Trecho:
★ ★ ★ ★ ★ ★ ★
Por Ruchester Marreiros Barbosa


Na coluna de hoje vou narrar um fato que me deparei ao analisar um inquérito policial na qual me deparei, mas ainda não tinha me pronunciado neste procedimento. Evidentemente irei suprimir os nomes dos envolvidos por razões de reserva da intimidade, no entanto, todos os fatos são reais.

Ao analisá-lo percebi um conflito intertemporal entre a lei 6.368/76 e a lei 11.343/06, mais precisamente entre os artigos 12, §2º, III e 37 da lei 11.343/06.

O inquérito policial tinha sido instaurado para apurar a conduta do descrita do art. 12, §2º, I da lei 6.368/76, por fato ocorrido em setembro de 2005 envolvendo uma cantora de funk em ascensão aqui no Rio de Janeiro.

Na época o delegado de polícia da Xª Delegacia ao se deparar com notícia no jornal de um show musical na qual a cantora, na qual chamaremos de MC’ Cantante, teria composto uma letra de música e a interpretado enaltecendo uma associação criminosa, bem como a atividade desenvolvida pelos “traficantes”, que eram conhecidos e foragidos da justiça, citando seus nomes, a comunidade onde “comandavam” e exerciam suas atividades ilícitas.

Diante deste fato noticiado no jornal, o delegado de polícia, por cognição imediata, propter officio instaurou inquérito pelo art. 12, §2º, I da lei 6.368/76 e art.  287 do Código Penal, na qual não concordei.

Numa leitura açodada, a capitulação inicial catalogaria a conduta da investigada em um crime de tráfico por equiparação, consequentemente, ao confrontarmos com a atual legislação o crime de tráfico estaria no art. 33 da lei 11.343/06, que possui pena máxima de 15 anos e, portanto, a prescrição somente ocorreria em 20 anos, conforme 109, I do CP. E por esta razão, apesar como o fato teria ocorrido em 2005, a prescrição pela pena em abstrato somente ocorreria em 2025, razão pela qual o inquérito estava “indo e voltando” no trâmite eloquente do dia a dia, com requisições pra cá, prá lá, juntada de laudo de exame audiográfico no CD de música, em tese, cantada pela investigada MC’ Cantante, que a toda evidência foi resultado de um trabalho hercúleo dos peritos.

Nesse interim, a lei 6.368/76 foi revogada pela lei 11.343/06.

Teriam as condutas sido revogadas? Teriam aumentado a pena? Quando esta conduta teria se consumado? Poderia ser aplicada a súm 711 do STF e ter piorado a situação jurídica da investigada?
★ ★ ★ ★ ★ ★ ★
Informações fornecidas:

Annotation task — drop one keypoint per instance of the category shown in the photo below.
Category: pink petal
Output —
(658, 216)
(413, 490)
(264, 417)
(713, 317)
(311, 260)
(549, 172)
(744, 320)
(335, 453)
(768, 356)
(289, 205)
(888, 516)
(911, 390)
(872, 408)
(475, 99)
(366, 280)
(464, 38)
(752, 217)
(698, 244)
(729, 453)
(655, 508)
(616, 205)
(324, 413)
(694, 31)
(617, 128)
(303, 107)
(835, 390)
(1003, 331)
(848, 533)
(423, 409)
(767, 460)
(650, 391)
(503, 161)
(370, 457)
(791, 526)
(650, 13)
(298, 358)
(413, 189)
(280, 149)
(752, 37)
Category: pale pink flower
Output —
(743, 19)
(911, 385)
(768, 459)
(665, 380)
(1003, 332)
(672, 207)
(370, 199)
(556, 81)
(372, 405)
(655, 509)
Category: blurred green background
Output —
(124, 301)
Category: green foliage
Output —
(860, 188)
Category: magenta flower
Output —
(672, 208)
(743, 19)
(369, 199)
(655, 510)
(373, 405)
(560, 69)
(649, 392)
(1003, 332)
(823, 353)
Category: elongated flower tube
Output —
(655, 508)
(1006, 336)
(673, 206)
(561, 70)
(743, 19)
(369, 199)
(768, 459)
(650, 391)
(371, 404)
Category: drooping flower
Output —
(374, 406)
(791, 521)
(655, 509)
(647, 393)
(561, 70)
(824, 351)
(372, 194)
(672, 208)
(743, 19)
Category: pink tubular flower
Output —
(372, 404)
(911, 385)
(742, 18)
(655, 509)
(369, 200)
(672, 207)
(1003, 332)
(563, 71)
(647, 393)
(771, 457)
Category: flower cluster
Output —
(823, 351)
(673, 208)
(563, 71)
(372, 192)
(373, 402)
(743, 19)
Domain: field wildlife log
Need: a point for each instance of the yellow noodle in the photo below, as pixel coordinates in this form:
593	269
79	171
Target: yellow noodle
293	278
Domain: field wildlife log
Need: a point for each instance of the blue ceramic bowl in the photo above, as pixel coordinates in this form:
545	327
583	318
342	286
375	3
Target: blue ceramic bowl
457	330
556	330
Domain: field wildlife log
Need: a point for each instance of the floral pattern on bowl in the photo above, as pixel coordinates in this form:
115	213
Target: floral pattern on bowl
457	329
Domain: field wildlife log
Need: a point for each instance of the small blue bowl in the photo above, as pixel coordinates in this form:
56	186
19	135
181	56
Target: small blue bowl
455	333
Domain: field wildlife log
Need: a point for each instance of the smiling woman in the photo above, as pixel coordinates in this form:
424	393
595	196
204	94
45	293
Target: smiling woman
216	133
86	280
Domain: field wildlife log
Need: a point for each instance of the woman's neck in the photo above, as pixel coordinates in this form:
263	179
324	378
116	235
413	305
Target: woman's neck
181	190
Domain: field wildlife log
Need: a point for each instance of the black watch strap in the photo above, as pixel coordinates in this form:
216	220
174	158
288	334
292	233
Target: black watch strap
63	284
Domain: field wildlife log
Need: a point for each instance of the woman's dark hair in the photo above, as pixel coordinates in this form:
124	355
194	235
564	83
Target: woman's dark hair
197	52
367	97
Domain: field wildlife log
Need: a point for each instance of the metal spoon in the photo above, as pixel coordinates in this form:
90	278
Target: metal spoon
★ ★ ★ ★ ★ ★ ★
Suas tarefas:
- a) Liste, por favor, todas as perguntas que aparecem no último parágrafo do trecho sobre o inquérito da cantora de funk.
- b) Escreva a parte seguinte do trecho sobre o inquérito da cantora de funk, começando logo após a última frase apresentada.

Resultados finais:
- a)
- Teriam as condutas sido revogadas?
- Teriam aumentado a pena?
- Quando esta conduta teria se consumado?
- Poderia ser aplicada a súm 711 do STF e ter piorado a situação jurídica da investigada?

- b)
Sabemos que algumas condutas como o tráfico de drogas do art. 12 da lei 6.368/76 fora substituído pelo art. 33 da lei 11.343/06, no entanto pelo princípio da continuidade normativa, certas condutas prosseguem como estavam, no entanto, algumas foram revogadas, operando-se verdadeira abolitio criminis, e outras tiveram suas penas alteradas. Outrossim, a instauração também versa a apuração de conduta descrita no art. 287 do Código Penal, em minha análise não mais sustentável após a verificação dos elementos informativos nos autos.

Impende salientar que a conduta prevista no art. 287 do Código Penal, antes da lei 11.343/06, por força do princípio da especialidade, não se amolda ao caso concreto, mas sim antigo ao art. 12, §2º, III:

“III – contribui de qualquer forma para incentivar ou difundir o uso indevido ou o tráfico ilícito de substância entorpecente ou que determine dependência física ou psíquica.”

No entanto, à época, quando ainda vigente a lei 6.368/76 a adequação típica pelo delegado à época foi do art. 12, §2º, I:

“I – induz, instiga ou auxilia alguém a usar entorpecente ou substância que determine dependência física ou psíquica;”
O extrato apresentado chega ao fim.